[Exercise materials]

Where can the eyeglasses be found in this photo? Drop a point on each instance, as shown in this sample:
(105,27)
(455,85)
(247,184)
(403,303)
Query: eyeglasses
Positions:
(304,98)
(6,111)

[Your instructions] Add -132 to each coordinate in the answer positions, and write out every line of the data above again, requests included. Leave the requests and their sample points unchanged.

[Solved exercise]
Where can the eyeglasses be found in this photo? Drop a point on each instance, as shown in this sample:
(105,27)
(455,85)
(247,184)
(403,303)
Query: eyeglasses
Positions:
(172,-34)
(-126,-21)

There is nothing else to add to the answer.